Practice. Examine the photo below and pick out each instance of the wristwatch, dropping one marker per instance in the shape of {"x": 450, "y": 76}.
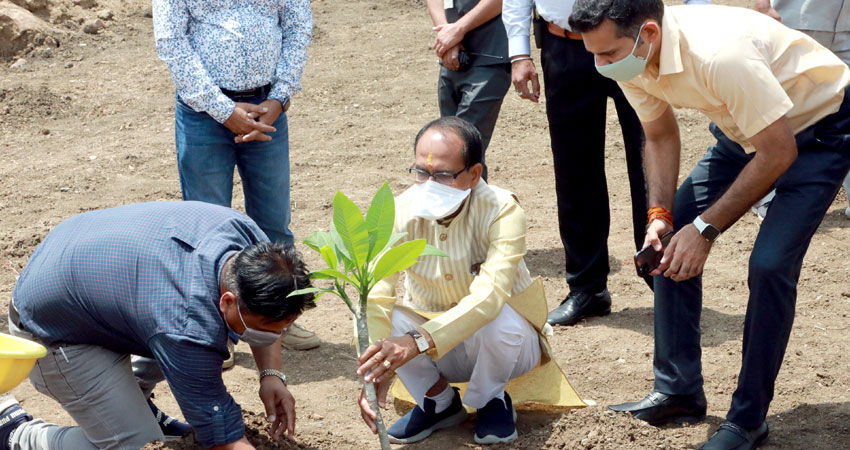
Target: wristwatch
{"x": 273, "y": 373}
{"x": 421, "y": 342}
{"x": 707, "y": 230}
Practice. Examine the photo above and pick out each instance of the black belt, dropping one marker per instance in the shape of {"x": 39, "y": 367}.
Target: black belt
{"x": 262, "y": 91}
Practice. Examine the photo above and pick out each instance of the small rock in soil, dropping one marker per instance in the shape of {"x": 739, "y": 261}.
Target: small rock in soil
{"x": 93, "y": 26}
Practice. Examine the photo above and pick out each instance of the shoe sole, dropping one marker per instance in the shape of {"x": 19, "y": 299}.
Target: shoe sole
{"x": 450, "y": 421}
{"x": 173, "y": 438}
{"x": 493, "y": 439}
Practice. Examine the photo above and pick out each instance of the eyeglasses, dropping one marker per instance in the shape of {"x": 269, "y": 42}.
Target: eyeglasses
{"x": 447, "y": 178}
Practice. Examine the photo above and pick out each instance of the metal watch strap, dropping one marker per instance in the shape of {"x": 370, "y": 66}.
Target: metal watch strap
{"x": 421, "y": 342}
{"x": 273, "y": 373}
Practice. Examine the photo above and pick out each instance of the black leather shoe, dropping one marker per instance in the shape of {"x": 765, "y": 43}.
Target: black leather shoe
{"x": 658, "y": 409}
{"x": 732, "y": 437}
{"x": 579, "y": 305}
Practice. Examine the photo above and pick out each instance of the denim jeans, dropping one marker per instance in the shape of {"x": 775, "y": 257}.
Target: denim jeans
{"x": 207, "y": 154}
{"x": 803, "y": 195}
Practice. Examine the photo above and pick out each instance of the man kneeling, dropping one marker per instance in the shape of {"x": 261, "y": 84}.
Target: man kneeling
{"x": 474, "y": 316}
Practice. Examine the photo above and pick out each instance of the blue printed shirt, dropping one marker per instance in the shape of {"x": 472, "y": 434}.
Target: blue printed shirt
{"x": 144, "y": 279}
{"x": 236, "y": 45}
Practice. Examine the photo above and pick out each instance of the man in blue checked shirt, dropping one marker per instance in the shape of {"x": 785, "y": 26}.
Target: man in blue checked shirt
{"x": 235, "y": 65}
{"x": 172, "y": 281}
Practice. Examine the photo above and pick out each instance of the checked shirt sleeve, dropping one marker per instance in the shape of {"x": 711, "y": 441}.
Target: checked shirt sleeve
{"x": 193, "y": 83}
{"x": 296, "y": 20}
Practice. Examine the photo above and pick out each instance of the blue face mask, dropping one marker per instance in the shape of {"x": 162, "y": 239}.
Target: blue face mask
{"x": 256, "y": 338}
{"x": 627, "y": 68}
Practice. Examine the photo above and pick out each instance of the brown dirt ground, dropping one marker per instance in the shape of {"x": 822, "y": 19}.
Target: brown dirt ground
{"x": 89, "y": 125}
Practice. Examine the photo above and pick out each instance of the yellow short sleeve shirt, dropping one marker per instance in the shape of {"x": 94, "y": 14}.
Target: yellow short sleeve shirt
{"x": 740, "y": 68}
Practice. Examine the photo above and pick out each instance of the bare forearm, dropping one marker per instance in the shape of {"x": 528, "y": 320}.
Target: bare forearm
{"x": 268, "y": 357}
{"x": 661, "y": 159}
{"x": 438, "y": 14}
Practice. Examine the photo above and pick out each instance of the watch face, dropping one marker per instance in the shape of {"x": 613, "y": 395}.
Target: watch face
{"x": 710, "y": 232}
{"x": 422, "y": 344}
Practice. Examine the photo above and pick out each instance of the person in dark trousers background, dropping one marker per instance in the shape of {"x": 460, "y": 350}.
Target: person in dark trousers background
{"x": 576, "y": 102}
{"x": 475, "y": 73}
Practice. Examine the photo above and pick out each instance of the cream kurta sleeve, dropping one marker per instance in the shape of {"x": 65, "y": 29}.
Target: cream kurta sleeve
{"x": 490, "y": 289}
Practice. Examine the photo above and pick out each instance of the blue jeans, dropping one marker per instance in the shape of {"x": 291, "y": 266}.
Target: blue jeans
{"x": 206, "y": 155}
{"x": 803, "y": 195}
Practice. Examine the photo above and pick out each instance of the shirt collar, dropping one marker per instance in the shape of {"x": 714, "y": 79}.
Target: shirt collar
{"x": 671, "y": 52}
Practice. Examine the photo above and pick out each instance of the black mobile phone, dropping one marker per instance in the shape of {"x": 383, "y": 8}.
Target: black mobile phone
{"x": 647, "y": 259}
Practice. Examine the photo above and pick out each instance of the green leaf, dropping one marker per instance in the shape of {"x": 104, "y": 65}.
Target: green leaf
{"x": 339, "y": 248}
{"x": 316, "y": 275}
{"x": 333, "y": 273}
{"x": 395, "y": 238}
{"x": 349, "y": 224}
{"x": 397, "y": 259}
{"x": 430, "y": 250}
{"x": 329, "y": 256}
{"x": 379, "y": 220}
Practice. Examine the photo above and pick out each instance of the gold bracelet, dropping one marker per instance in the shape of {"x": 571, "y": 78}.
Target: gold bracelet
{"x": 273, "y": 373}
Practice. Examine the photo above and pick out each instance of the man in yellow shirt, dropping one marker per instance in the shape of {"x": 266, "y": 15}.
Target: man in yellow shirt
{"x": 474, "y": 316}
{"x": 780, "y": 109}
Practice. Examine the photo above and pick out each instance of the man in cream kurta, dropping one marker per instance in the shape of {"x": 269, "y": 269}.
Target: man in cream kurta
{"x": 474, "y": 316}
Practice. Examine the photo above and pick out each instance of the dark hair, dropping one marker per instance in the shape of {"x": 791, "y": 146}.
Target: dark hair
{"x": 262, "y": 276}
{"x": 627, "y": 15}
{"x": 467, "y": 133}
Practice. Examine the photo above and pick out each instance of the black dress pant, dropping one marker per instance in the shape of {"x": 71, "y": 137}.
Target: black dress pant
{"x": 576, "y": 101}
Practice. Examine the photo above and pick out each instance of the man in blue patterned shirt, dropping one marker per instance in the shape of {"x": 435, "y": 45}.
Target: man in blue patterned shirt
{"x": 235, "y": 66}
{"x": 166, "y": 280}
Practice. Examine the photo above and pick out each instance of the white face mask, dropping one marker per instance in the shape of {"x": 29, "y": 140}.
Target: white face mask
{"x": 256, "y": 338}
{"x": 629, "y": 67}
{"x": 435, "y": 201}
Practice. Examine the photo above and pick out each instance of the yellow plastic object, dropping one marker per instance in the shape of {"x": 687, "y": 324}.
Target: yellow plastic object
{"x": 17, "y": 357}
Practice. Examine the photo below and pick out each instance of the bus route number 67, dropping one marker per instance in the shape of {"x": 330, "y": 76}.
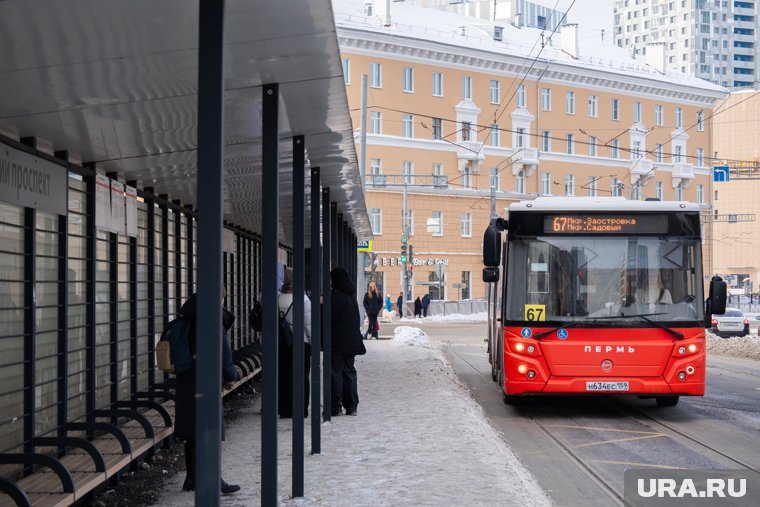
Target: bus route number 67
{"x": 535, "y": 313}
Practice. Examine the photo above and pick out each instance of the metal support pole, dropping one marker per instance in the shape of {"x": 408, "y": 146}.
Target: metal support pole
{"x": 299, "y": 217}
{"x": 327, "y": 257}
{"x": 208, "y": 387}
{"x": 270, "y": 247}
{"x": 316, "y": 321}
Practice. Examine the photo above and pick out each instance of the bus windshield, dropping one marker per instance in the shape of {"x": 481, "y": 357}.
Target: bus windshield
{"x": 586, "y": 278}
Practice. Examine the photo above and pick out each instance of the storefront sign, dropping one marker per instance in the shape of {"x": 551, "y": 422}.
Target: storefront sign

_ _ _ _

* _Exercise details_:
With the images omitted, retype the records above exactly.

* _Written answer_:
Practice. Examine the photo below and pick out each instance of the wristwatch, dropping one marker per instance in the shape of {"x": 450, "y": 76}.
Target: wristwatch
{"x": 273, "y": 373}
{"x": 421, "y": 342}
{"x": 707, "y": 230}
Practice. Examine the photo above and pick out each instance of the black belt, dropping one marker per instance in the shape of {"x": 39, "y": 367}.
Target: black belt
{"x": 262, "y": 91}
Practice. Examine the photo above and pick out each instance of the small rock in soil, dropping one marker per instance in the shape of {"x": 739, "y": 261}.
Target: small rock in soil
{"x": 93, "y": 26}
Practice. Examine the photo above and pick out each instance of the shoe sole, dropping one marker per instance in the shape of {"x": 19, "y": 299}.
Target: shoe sole
{"x": 450, "y": 421}
{"x": 173, "y": 438}
{"x": 493, "y": 439}
Practice. Examine the photo above and pick out each instance of the eyeglasses, dropping one marker per instance in the shape of {"x": 269, "y": 42}.
Target: eyeglasses
{"x": 447, "y": 178}
Practice. Examine the photo above and pick out each instance of the metal watch strap, dropping one marker per instance in the shape of {"x": 370, "y": 66}.
Target: metal watch strap
{"x": 421, "y": 342}
{"x": 273, "y": 373}
Practice. Examine the photo above and pick out each instance of the black leather shoe, dropping one marker per instance in the shape of {"x": 765, "y": 43}.
Target: black leather shoe
{"x": 658, "y": 409}
{"x": 732, "y": 437}
{"x": 579, "y": 305}
Practice. Examine the photo above and pick out each instance of the denim jeans, dropping one marker per instance in the shape of {"x": 775, "y": 257}.
Target: denim jeans
{"x": 207, "y": 154}
{"x": 803, "y": 195}
Practice. Examine the photo above and pick out each instance of the man kneeling, dropping one marker per instance in the shape of {"x": 261, "y": 84}.
Target: man kneeling
{"x": 474, "y": 316}
Practice. Examine the photo above and pick out each instance of the blue printed shirt, dropping one marker per instance in the shape of {"x": 472, "y": 434}.
Target: blue printed shirt
{"x": 144, "y": 279}
{"x": 236, "y": 45}
Practice. Examine the photo above and pick out each instance of the man in blue checked shirt, dropping one marker per instance in the shape of {"x": 785, "y": 26}.
Target: man in blue checked shirt
{"x": 235, "y": 65}
{"x": 172, "y": 281}
Practice. Examine the photo above and pick out each instance of the checked shirt sleeve, dropping one marker per instance in the shape of {"x": 711, "y": 441}.
Target: checked shirt sleeve
{"x": 193, "y": 83}
{"x": 296, "y": 20}
Practice. Examine the photo above and pick out each instance of the blue face mask, dropping one marker per instance in the shape of {"x": 162, "y": 239}.
Target: blue face mask
{"x": 256, "y": 338}
{"x": 627, "y": 68}
Practice. Examine the photo above and pick out each instance of the brown dirt ground, dropping one marker per instance in the shape of {"x": 822, "y": 19}.
Target: brown dirt ground
{"x": 89, "y": 125}
Practice. Examine the photo above and pick out each instance of the yellow short sleeve shirt, dropping one marker per instance in the shape of {"x": 94, "y": 14}.
Target: yellow short sleeve shirt
{"x": 740, "y": 68}
Practice. Examine the photo above and pick out each instance of the bare forearm, dropping one marker per instance in the shape of {"x": 528, "y": 320}.
Target: bare forearm
{"x": 268, "y": 357}
{"x": 661, "y": 159}
{"x": 438, "y": 14}
Practice. Examine the photo above and pick out each instance of the watch face, dropping one marker per instance in the shape of {"x": 613, "y": 395}.
Target: watch face
{"x": 710, "y": 232}
{"x": 422, "y": 344}
Practice. Examine the photo above and pick out each instance of the person in dark trousers background, dropping one marker per instance in the shape of {"x": 460, "y": 350}.
Target: person in dark trousers background
{"x": 576, "y": 102}
{"x": 475, "y": 73}
Practice. Examine the photo above and pick out each instance of the cream kurta sleeve, dropping one marker per instance in the shape of {"x": 65, "y": 29}.
Target: cream kurta sleeve
{"x": 490, "y": 289}
Practice. Examine the photo above and pick out each instance of the blue jeans, dropping one marker per instance in the shape of {"x": 291, "y": 266}.
Target: blue jeans
{"x": 206, "y": 155}
{"x": 803, "y": 195}
Practice. Examine the photo above and pick out each instance of the shirt collar, dropping one marker per instance in the shape of {"x": 714, "y": 79}.
Target: shirt collar
{"x": 671, "y": 52}
Practice. Examine the photo above and pick out each instance of the black mobile phone, dropping one marker per instance in the shape of {"x": 383, "y": 8}.
Target: black mobile phone
{"x": 647, "y": 259}
Practice. Examine the photo above and pick out each instance of the green leaf, dropping one marker per instance in the shape of {"x": 104, "y": 65}.
Target: green leaf
{"x": 339, "y": 248}
{"x": 316, "y": 275}
{"x": 333, "y": 273}
{"x": 395, "y": 238}
{"x": 349, "y": 224}
{"x": 397, "y": 259}
{"x": 430, "y": 250}
{"x": 329, "y": 256}
{"x": 379, "y": 220}
Practice. Examine the photo above and pick out each instance of the gold bracelet, dropping one marker per instance in the shape of {"x": 571, "y": 78}.
Target: gold bracelet
{"x": 273, "y": 373}
Practice. Examine the photo above and pick out each instance of the man in yellow shirt, dropping one marker per instance in the shape of {"x": 266, "y": 15}.
Target: man in yellow shirt
{"x": 474, "y": 316}
{"x": 780, "y": 109}
Practice. Examine the photo above and pick out each instance of the man in cream kurta, dropping one marker per instance in the shape of {"x": 269, "y": 269}.
Target: man in cream kurta
{"x": 474, "y": 316}
Practice. Examine the photo above and pick out each instance of the dark hair, dropping one marker per instance in the shape of {"x": 791, "y": 146}.
Target: dark hair
{"x": 262, "y": 276}
{"x": 627, "y": 15}
{"x": 467, "y": 133}
Practice. Examine the photo above and pick out each instance of the black dress pant, dropping one marker per instance in the shape of {"x": 71, "y": 137}.
Target: black dress pant
{"x": 576, "y": 101}
Practice. Examine the photo above and pick out each instance of the man in blue patterned shirt, dropping one marker per instance in the shape of {"x": 435, "y": 45}.
Target: man in blue patterned shirt
{"x": 235, "y": 66}
{"x": 166, "y": 280}
Practice. Examine the photo above and pick out each instance of the white face mask, dropping one marker per instance in the shape of {"x": 29, "y": 140}.
Target: white face mask
{"x": 256, "y": 338}
{"x": 629, "y": 67}
{"x": 435, "y": 201}
Practice. Examine the photo above and pick out each instance of the yellow plastic object, dropping one marker per instance in the shape of {"x": 687, "y": 324}.
Target: yellow plastic object
{"x": 17, "y": 357}
Practice. Examine the photo below and pick out each instance of the bus route number 67, dropping one marker per instance in the shape of {"x": 330, "y": 76}.
Target: bus route number 67
{"x": 535, "y": 313}
Practice. Examine the photo above and pick out each instance of the metal support pole, dropping one marker per instance in the shape of {"x": 408, "y": 146}.
Target: metal support pole
{"x": 299, "y": 217}
{"x": 327, "y": 257}
{"x": 208, "y": 387}
{"x": 270, "y": 247}
{"x": 316, "y": 321}
Practice. Examine the photo above and pick out each instance of the bus windshield, dropping one marker per instance in the shape of {"x": 481, "y": 357}.
Target: bus windshield
{"x": 586, "y": 278}
Practice. Examine the photo above and pick out each instance of the storefront sign, dropping one marker per instance in the shape of {"x": 551, "y": 422}.
Target: storefront sign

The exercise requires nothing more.